■ **Activity**
Reproduce word for word the stretch from "Anti- depressants work" through "blockers for migraines." in the migraine medication text.

■ **Text segment**
========
Abortive medications

Milder migraines could be treated by common over the counter pain relievers such as acetaminophen (Tylenol), Asprin or NSAIDs (nonsteroidal anti-inflammatory drugs) such as ibuprofen. Over the counter drugs which developed to specifically treat migraines, such as Excedrin Migraine, could also be helpful for patients with mild migraines. However, over use of OTC pain relief drugs can lead to medication-overuse headaches and ulcers.

Prescription pain relievers known as triptans are mostly used as abortive medication for more severe migraines. Triptans target serotonin in the brain and many migraine sufferers report them to be effective in obstructing migraine pain. Triptan medications include:

  • Sumatriptan

  • Rizatripan

  • Naratriptan

  • Zolmitriptan

  • Eletriptan

  • Almotriptan

  • Frovatriptan

Because the side effects of triptans can include muscle weakness, nausea and dizziness, they are not recommended to be used by heart or stroke patients. Triptans can be found in the form of pills, injections as well as nasal sprays.

Although less effective than triptans, ergots, essentially ergotamine and caffeine combination drugs, are also used to thwart migraines. Like triptans, ergots can also be found in the form of nasal sprays and injections and tend to be more effective for migraines lasting more than two days.

Many migraine sufferers also take additional medication, such as anti-nausea medication, to prevent other symptoms of migraines such as nausea and vomiting. In certain cases where patients cannot take triptans and ergots to treat migraines, opioid medications, which contain narcotics are used to treat migraine pain.

Preventative Medication

Preventative medication is used by people who suffer from chronic migraines and experience migraine events that last longer than 12 hours. Preventative medication can be taken daily to curb migraine attacks and reduce their duration and severity. Anti-seizure drugs, beta blockers and anti-depressants could also be used to prevent migraines. Anti-seizure drugs such as topiramate are very popular amongst chronic migraine sufferers although their usage can often lead to side effects which include nausea, weight loss and brain fog.

Anti- depressants work in a similar manner- although depression is a common side effect of migraines, the patient need not suffer from it to take anti-depressants during a migraine. Tricyclic anti-depressants, for example amitriptyline, affect serotonin in the brain and prevent migraine attacks. Side effects of anti-depressants can include weight gain and dryness in the mouth.

Whereas beta blockers are mainly used for cardiovascular issues such as high blood pressure, they have been effective in deterring migraines for some migraine sufferers as well. Often the effect of beta blockers on migraines cannot be seen for weeks; hence it is difficult to determine right away whether beta blockers are working. Older patients or those with heart conditions are often not prescribed beta blockers for migraines.
========
■ **Information shown**
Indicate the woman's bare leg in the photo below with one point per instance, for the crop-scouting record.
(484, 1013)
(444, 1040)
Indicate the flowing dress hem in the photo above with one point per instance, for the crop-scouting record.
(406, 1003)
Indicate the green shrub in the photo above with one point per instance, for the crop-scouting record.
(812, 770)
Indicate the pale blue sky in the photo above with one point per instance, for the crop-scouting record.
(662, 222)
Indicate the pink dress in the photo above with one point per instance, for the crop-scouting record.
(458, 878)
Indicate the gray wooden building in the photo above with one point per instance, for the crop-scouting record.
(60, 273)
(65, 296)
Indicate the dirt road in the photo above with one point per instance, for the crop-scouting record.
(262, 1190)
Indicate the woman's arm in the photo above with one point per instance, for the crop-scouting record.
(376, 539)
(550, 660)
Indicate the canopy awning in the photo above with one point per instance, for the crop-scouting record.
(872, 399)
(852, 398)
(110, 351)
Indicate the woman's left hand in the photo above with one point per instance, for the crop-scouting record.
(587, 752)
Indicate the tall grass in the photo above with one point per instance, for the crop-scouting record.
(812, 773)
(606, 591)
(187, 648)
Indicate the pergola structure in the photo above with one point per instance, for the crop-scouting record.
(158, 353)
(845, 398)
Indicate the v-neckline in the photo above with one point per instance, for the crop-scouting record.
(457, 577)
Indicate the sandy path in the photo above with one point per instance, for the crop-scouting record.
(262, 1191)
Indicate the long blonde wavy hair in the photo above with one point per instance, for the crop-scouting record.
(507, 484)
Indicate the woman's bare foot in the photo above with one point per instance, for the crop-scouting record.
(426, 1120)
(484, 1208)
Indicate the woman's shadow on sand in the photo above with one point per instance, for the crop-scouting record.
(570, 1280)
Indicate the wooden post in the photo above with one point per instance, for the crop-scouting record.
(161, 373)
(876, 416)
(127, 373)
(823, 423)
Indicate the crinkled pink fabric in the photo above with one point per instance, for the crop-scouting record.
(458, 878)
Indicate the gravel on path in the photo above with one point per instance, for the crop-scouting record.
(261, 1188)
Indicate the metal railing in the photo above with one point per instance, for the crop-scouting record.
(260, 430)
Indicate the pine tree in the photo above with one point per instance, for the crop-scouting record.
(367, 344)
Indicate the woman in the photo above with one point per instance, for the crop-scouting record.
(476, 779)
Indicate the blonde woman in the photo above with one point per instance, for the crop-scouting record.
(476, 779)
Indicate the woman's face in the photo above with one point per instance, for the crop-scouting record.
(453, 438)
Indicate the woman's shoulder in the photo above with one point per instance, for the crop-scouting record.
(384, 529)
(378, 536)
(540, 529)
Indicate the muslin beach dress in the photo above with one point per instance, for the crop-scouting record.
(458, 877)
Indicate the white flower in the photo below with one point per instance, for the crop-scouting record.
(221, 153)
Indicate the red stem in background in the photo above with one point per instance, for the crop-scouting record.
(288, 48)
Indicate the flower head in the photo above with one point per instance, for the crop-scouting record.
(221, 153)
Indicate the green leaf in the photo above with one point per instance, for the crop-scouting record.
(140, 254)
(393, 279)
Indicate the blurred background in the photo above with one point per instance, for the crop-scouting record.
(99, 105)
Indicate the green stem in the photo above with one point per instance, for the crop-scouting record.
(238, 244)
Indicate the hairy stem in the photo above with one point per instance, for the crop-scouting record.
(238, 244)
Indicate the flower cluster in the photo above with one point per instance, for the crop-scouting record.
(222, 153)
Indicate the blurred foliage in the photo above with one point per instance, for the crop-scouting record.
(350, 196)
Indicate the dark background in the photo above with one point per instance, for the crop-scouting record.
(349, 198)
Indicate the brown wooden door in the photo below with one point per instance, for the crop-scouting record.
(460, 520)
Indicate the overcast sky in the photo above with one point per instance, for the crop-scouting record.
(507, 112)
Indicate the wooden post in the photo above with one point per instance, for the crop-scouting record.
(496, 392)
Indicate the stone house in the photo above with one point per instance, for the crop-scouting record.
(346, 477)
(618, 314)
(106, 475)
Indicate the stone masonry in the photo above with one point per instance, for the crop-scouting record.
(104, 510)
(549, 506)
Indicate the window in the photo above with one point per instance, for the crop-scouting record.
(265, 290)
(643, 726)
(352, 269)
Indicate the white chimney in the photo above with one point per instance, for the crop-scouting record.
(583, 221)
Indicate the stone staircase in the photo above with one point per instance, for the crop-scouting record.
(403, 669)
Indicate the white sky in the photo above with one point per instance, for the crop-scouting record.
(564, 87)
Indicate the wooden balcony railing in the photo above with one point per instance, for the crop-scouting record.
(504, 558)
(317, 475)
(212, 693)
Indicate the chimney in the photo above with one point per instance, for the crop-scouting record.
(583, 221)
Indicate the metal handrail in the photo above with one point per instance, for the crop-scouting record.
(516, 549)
========
■ **Answer to this exercise**
Anti- depressants work in a similar manner- although depression is a common side effect of migraines, the patient need not suffer from it to take anti-depressants during a migraine. Tricyclic anti-depressants, for example amitriptyline, affect serotonin in the brain and prevent migraine attacks. Side effects of anti-depressants can include weight gain and dryness in the mouth.

Whereas beta blockers are mainly used for cardiovascular issues such as high blood pressure, they have been effective in deterring migraines for some migraine sufferers as well. Often the effect of beta blockers on migraines cannot be seen for weeks; hence it is difficult to determine right away whether beta blockers are working. Older patients or those with heart conditions are often not prescribed beta blockers for migraines.